**CONSIGNE**
D'après l'extrait sur la rémunération des artistes-interprètes, qui assure la rémunération des exploitations en ligne de leurs prestations ? Répondez en une phrase, s'il vous plaît.

Pour étayer cette assertion, certaines personnes invoquent les montants qui seraient collectés (quelques centaines d’euros !) par les sociétés de perception et de répartition d’artistes-interprètes ainsi que certaines pratiques contractuelles qui seraient imposées par les producteurs phonographiques.


Le rôle des sociétés civiles d’artistes dans le numérique

Rappelons que les artistes-interprètes bénéficient d’un droit exclusif dans le cadre de l’exploitation en ligne de leurs prestations.

La plupart du temps, ce droit exclusif est cédé par les artistes aux producteurs phonographiques dans le cadre d’un contrat de travail conformément aux dispositions de l’article L.212-3 du Code de la propriété intellectuelle.

Dans ces conditions, la rémunération des exploitations en ligne des prestations des artistes-interprètes n’est pas assurée par les sociétés de gestion collective d’artistes (ADAMI, SPEDIDAM) mais par leur producteur.

Ces sociétés civiles gèrent en revanche pour le compte des artistes-interprètes les licences légales que sont la rémunération équitable et celle pour copie privée.

Par conséquent, il convient de ne pas confondre le périmètre d’intervention des sociétés de gestion collective d’artistes avec la question de la rémunération des artistes sur Internet.


Les artistes-interprètes dits principaux et les artistes-interprètes musiciens

Les artistes-interprètes dits principaux sont ceux qui ont conclu un contrat d’exclusivité avec une maison de disques. Leur rémunération est le plus souvent composée, d’une part, d’un salaire, dont le montant minimum est encadré par la convention collective de l’édition phonographique, d’autre part, de redevances et d’avance sur redevances qui correspondent aux produits de l’exploitation de leurs enregistrements.

Les artistes musiciens ont vocation à accompagner l’artiste dit principal dans l’enregistrement de son album. Leurs rémunérations sont encadrées par la convention collective de l’édition phonographique qui fixe des montants minimums. Outre les salaires perçus par les musiciens, ces derniers bénéficient également de rémunérations complémentaires forfaitaires et proportionnelles en contrepartie de l’acquisition de leurs droits dits secondaires selon une grille précise.


La rémunération des artistes : une rémunération par définition contractuelle dont la nature n’a pas changé avec Internet

En ce qui concerne les exploitations en ligne, tout comme pour la vente de supports physiques, les artistes-interprètes sont rémunérés directement par leur producteur et les modalités de cette rémunération sont fixées par le contrat de travail conclu entre eux. Celles-ci varient donc au gré de ces négociations contractuelles.

Outre les salaires qui rémunèrent le temps passé en studios d’enregistrement, les artistes-interprètes perçoivent également des rémunérations proportionnelles en contrepartie de l’exploitation de leurs droits.

L’exploitation d’enregistrements musicaux sur Internet n’a entraîné aucune modification de ces usages [1] : les artistes qui percevaient une rémunération proportionnelle au titre des ventes de supports continuent à percevoir une rémunération de même nature s’agissant des exploitations sur Internet.

Lignes de données:
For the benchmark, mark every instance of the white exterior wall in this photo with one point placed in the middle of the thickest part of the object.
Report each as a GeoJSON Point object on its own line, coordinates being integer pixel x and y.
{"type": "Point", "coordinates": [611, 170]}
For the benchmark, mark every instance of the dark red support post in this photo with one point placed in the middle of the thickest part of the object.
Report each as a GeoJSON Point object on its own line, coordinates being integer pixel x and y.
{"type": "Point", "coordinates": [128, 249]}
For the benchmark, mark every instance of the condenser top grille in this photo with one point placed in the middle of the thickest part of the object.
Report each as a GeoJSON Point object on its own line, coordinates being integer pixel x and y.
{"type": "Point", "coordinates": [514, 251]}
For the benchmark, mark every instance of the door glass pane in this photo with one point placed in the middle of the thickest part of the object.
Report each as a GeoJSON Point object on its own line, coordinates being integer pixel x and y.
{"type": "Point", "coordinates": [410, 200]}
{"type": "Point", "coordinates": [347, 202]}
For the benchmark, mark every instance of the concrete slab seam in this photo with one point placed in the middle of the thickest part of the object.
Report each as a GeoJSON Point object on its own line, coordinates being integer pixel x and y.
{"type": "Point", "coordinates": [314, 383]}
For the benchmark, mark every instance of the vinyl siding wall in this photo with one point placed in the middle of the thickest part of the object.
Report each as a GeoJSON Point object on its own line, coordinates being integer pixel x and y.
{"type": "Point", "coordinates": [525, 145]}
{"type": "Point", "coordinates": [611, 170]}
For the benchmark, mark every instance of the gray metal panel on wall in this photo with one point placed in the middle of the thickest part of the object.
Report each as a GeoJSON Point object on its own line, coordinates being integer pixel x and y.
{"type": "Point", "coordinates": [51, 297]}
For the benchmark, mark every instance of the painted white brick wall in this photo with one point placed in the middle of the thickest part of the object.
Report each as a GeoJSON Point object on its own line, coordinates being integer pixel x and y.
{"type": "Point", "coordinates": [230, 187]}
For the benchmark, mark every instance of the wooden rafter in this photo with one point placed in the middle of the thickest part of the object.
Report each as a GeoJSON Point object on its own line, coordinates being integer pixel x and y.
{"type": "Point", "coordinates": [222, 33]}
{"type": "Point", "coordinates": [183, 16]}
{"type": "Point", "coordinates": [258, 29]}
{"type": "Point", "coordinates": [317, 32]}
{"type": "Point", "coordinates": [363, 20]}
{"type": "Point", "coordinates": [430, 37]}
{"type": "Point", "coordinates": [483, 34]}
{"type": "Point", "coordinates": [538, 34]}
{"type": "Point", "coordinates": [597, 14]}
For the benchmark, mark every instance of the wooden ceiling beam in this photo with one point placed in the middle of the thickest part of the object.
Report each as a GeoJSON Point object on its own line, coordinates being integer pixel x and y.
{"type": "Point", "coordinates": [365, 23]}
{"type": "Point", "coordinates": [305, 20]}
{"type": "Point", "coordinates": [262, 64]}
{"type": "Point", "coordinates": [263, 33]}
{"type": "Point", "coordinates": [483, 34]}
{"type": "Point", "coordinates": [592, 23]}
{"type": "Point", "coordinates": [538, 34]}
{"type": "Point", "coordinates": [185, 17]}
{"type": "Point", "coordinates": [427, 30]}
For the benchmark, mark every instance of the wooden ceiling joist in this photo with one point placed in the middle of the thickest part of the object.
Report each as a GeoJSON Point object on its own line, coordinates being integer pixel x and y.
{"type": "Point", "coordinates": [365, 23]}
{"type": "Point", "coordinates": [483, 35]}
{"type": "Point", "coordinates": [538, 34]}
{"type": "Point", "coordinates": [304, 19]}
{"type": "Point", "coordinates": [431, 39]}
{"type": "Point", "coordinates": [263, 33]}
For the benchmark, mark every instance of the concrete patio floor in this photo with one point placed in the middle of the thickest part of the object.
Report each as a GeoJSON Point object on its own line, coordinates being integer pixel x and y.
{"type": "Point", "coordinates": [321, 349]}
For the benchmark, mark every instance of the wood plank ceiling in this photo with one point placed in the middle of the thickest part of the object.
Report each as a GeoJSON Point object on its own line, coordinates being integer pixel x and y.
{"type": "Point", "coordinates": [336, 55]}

**RÉSULTAT OBTENU**
C'est leur producteur qui l'assure, et non les sociétés de gestion collective d'artistes (ADAMI, SPEDIDAM).